» YOUR OBJECTIVE: In the passage on virtual machines and virtual memory, what do the VMM page tables map?

» PROVIDED PASSAGE:
Hence, if any instruction that tries to read or write such sensitive information traps when executed in user mode, the VMM can intercept it and support a virtual version of the sensitive information as the guest OS expects.

In the absence of such support, other measures must be taken. A VMM must take special precautions to locate all problematic instructions and ensure that they behave correctly when executed by a guest OS, thereby increasing the complexity of the VMM and reducing the performance of running the VM.

Sections 5.5 and 5.7 give concrete examples of problematic instructions in the 80x86 architecture.

### Impact of Virtual Machines on Virtual Memory and I/O

Another challenge is virtualization of virtual memory, as each guest OS in every VM manages its own set of page tables. To make this work, the VMM separates the notions of *real* and *physical memory* (which are often treated synonymously), and makes real memory a separate, intermediate level between virtual memory and physical memory. (Some use the terms *virtual memory*, *physical memory*, and *machine memory* to name the same three levels.) The guest OS maps virtual memory to real memory via its page tables, and the VMM page tables map the guests' real memory to physical memory. The virtual memory architecture is specified either via page tables, as in IBM VM/370 and the 80x86, or via the TLB structure, as in many RISC architectures.

(Records from a data collection)
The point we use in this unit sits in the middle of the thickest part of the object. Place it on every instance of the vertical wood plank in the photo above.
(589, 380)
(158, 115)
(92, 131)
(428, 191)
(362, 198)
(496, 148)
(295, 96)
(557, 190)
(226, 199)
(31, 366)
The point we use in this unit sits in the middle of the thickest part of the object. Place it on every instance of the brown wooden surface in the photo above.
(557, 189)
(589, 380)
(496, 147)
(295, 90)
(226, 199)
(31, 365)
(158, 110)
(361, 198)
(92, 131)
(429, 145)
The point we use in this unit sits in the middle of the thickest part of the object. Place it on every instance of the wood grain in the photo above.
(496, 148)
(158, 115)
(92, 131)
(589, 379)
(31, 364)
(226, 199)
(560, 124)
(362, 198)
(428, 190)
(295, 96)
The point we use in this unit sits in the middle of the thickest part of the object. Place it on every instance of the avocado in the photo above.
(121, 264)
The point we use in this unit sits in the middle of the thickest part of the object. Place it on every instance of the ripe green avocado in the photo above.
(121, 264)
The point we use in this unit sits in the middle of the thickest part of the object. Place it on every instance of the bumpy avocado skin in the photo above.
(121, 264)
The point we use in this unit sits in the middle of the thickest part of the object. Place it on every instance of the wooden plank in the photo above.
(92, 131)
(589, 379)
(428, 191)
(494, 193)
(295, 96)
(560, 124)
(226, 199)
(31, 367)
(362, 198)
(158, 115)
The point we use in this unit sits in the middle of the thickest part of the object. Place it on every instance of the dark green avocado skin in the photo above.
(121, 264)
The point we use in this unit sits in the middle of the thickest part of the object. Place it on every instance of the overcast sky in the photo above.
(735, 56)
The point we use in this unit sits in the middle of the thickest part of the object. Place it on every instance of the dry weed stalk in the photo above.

» REPLY: They map the guests' real memory to physical memory.